Everything from the line containing "Target: ceiling fan light" to the end of the listing, both included, should be returned exactly, apart from the pictures.

• **Records shown**:
★ ★ ★ ★ ★ ★ ★
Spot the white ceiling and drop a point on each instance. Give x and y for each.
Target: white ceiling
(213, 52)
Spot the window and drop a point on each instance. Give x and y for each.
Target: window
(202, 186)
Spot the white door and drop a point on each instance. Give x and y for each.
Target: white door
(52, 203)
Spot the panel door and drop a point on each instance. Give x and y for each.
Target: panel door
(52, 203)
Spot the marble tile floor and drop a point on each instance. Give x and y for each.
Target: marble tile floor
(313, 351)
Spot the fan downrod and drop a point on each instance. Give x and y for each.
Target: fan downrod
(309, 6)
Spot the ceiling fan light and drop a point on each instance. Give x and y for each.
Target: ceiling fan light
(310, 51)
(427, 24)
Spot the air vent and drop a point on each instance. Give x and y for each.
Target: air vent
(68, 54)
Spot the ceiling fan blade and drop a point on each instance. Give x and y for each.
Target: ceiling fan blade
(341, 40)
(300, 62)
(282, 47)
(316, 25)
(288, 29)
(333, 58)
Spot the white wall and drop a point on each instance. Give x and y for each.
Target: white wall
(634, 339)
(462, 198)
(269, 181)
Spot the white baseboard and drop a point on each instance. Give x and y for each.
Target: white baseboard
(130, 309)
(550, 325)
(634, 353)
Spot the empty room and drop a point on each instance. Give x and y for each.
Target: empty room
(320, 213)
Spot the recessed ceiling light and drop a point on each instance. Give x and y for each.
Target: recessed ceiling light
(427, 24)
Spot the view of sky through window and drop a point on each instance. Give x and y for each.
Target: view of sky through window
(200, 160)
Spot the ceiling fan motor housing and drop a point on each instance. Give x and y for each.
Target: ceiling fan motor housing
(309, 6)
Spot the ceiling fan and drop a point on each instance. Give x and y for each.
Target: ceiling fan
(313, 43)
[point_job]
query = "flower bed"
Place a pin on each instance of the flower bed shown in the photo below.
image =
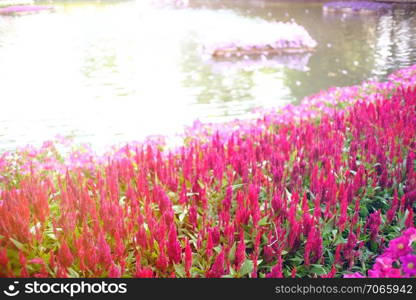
★ ★ ★ ★ ★ ★ ★
• **Response below**:
Target: ceiling fan light
(310, 51)
(427, 24)
Spot the air vent and drop a point on each instance. Give x and y for each.
Target: air vent
(68, 54)
Spot the ceiling fan blade and drop a point on each instance. Give x and y for each.
Target: ceiling fan blade
(341, 40)
(300, 62)
(282, 47)
(316, 25)
(288, 29)
(333, 58)
Spot the white wall and drop a point on each instance. Give x and y for each.
Target: white wall
(634, 339)
(462, 198)
(269, 181)
Spot the white baseboard and drop a point on each instance. Give x and y for each.
Target: white baseboard
(130, 309)
(550, 325)
(634, 353)
Spot the empty room and drop a point on each instance. Give x and y for each.
Target: empty room
(320, 213)
Spot the recessed ceiling light and drop a point on each instance. Give x and y for each.
Target: recessed ceiling light
(427, 24)
Spot the view of sky through window and drop a point on each instance. Give x and y for each.
Target: view of sky through window
(200, 160)
Spot the ceiling fan motor housing and drop a point on each instance. Give x and y for each.
Target: ceiling fan motor housing
(309, 6)
Spot the ceiling fan and drop a point on each instance. Give x and y for each.
Target: ceiling fan
(313, 43)
[point_job]
query = "flower bed"
Place a pin on each instance of the flower bed shown in the photo below.
image =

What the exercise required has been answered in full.